Ante una plaza de San Pedro
vacía, en medio de la pandemia mundial del coronavirus, el papa Francisco
presidió hoy un momento extraordinario de oración y adoración al Santísimo
Sacramento, con una bendición Urbi et orbi extraordinaria y la posibilidad de
la indulgencia plenaria. ¨Señor, no nos dejes solos a merced de la tormenta¨,
oró el pontífice.
El papa Francisco presidió
esta tarde en el Vaticano un momento extraordinario de oración y adoración, con
la bendición Urbi et orbi extraordinaria y la indulgencia plenaria, pidiendo
por la humanidad en este tiempo difícil ante la pandemia del coronavirus.
Bajo una intensa lluvia, el
Santo Padre atravesó la plaza San Pedro vacía, y junto a él, el icono de la
Virgen "Salus populi romani (salvación del pueblo romano) y el Crucifijo
milagroso, llamado así porque a su intercesión se le atribuye la derrota de la
Gran Peste en el 1500.
La oración comenzó con la
lectura del pasaje del Evangelio de Marcos (4,35-41), en el que Jesús calma la
tormenta en el mar de Galilea, luego de ser despertado por los apóstoles que lo
acompañaban en la barca.
“Desde hace algunas semanas
parece que todo se ha oscurecido. Densas tinieblas cubrieron nuestras plazas,
calles y ciudades; se fueron adueñando de nuestras vidas llenando todo de un
silencio que ensordece y un vacío desolador que paraliza todo a su paso: se
palpita en el aire, se siente en los gestos, lo dicen las miradas”, reconoció
el Papa.

→ **Objetivo del ejercicio**
Responde estas preguntas sobre el fragmento acerca de la oración del papa Francisco:
(a) ¿Qué pasaje del Evangelio se leyó al comenzar la oración?
(b) ¿Qué se le atribuye a la intercesión del Crucifijo milagroso?
(c) ¿Bajo qué condiciones del tiempo atravesó el Santo Padre la plaza San Pedro?
Los datos provienen de otra fuente.

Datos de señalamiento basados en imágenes
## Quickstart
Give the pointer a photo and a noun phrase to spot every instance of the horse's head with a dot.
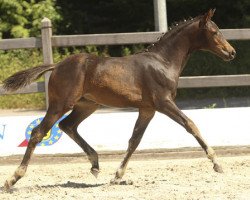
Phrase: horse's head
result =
(213, 40)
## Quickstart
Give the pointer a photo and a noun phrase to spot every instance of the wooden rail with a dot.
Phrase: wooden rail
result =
(121, 39)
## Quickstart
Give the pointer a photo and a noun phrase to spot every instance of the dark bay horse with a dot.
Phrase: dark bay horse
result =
(147, 81)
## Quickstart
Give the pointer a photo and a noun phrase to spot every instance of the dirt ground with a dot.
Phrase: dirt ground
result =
(153, 177)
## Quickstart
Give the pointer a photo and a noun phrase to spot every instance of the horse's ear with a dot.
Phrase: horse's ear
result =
(206, 17)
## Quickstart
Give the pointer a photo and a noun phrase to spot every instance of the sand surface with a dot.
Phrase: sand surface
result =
(153, 178)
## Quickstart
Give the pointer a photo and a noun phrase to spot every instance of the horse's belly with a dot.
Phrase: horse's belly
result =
(108, 97)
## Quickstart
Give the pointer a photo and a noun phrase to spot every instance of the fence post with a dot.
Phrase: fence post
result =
(160, 15)
(47, 51)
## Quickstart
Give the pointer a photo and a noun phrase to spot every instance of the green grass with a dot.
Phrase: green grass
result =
(200, 63)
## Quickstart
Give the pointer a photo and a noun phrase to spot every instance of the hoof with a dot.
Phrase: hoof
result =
(95, 172)
(218, 168)
(7, 186)
(116, 181)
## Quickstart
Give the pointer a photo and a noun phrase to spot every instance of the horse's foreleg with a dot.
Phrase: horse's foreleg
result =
(170, 109)
(36, 136)
(142, 122)
(69, 125)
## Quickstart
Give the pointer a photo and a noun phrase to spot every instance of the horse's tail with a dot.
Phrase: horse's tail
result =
(25, 77)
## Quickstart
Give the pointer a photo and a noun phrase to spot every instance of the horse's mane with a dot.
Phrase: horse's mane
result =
(173, 29)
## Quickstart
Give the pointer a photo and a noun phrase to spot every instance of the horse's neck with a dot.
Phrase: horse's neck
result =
(176, 48)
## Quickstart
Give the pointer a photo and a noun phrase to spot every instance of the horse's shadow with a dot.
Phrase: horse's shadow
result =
(70, 184)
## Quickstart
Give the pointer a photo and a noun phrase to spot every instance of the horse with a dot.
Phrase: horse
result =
(146, 80)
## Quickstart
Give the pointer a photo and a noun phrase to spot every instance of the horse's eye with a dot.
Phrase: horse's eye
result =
(215, 32)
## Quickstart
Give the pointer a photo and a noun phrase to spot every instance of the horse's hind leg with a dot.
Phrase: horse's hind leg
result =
(69, 125)
(142, 122)
(169, 108)
(36, 136)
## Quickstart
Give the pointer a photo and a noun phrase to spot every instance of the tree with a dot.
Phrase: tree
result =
(22, 18)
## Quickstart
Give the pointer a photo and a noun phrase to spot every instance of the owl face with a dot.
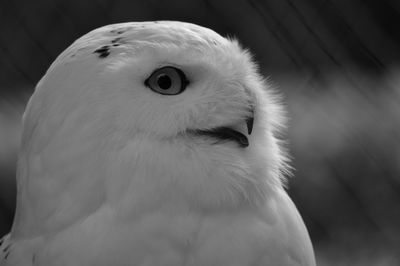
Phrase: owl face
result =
(172, 97)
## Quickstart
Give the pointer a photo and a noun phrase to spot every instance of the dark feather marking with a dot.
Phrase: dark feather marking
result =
(7, 248)
(103, 51)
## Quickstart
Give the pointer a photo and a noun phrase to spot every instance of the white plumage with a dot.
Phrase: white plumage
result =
(138, 148)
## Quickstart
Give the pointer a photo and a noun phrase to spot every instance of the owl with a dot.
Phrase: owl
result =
(154, 144)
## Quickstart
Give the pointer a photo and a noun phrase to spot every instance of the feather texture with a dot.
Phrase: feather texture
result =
(110, 174)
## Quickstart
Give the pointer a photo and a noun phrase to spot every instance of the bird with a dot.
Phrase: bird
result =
(154, 144)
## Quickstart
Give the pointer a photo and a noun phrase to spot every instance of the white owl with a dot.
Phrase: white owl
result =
(153, 144)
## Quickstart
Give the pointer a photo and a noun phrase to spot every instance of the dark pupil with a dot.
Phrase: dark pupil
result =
(164, 81)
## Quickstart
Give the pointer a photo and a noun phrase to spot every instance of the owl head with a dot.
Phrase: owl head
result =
(164, 108)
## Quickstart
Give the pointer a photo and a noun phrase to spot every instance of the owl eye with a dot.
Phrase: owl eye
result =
(167, 81)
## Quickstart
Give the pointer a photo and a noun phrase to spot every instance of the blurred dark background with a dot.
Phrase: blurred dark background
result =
(336, 63)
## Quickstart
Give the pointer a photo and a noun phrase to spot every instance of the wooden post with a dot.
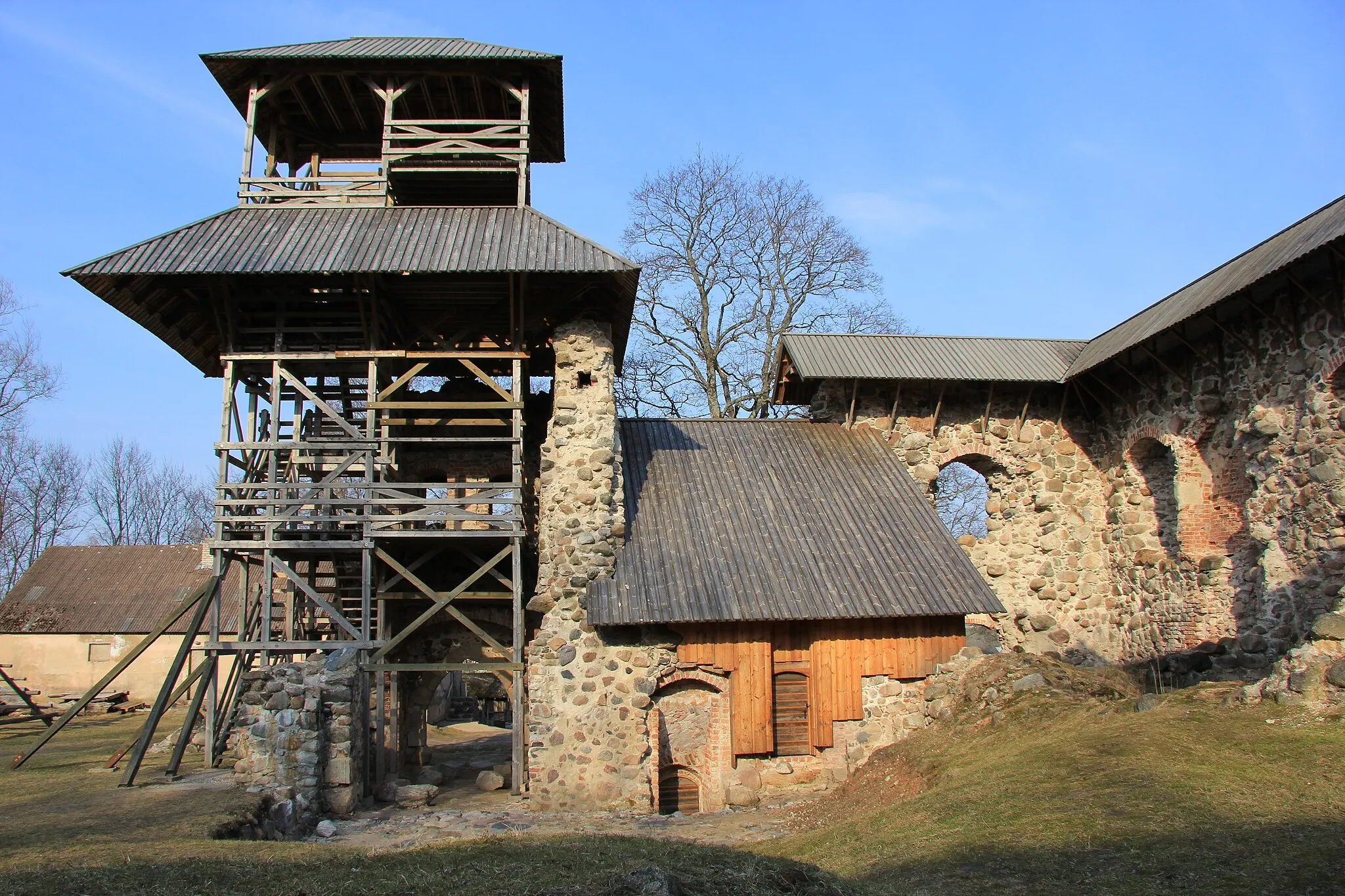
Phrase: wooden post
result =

→ **Solución del ejercicio**
(a) El pasaje del Evangelio de Marcos (4,35-41), en el que Jesús calma la tormenta en el mar de Galilea.
(b) La derrota de la Gran Peste en el 1500.
(c) Bajo una intensa lluvia.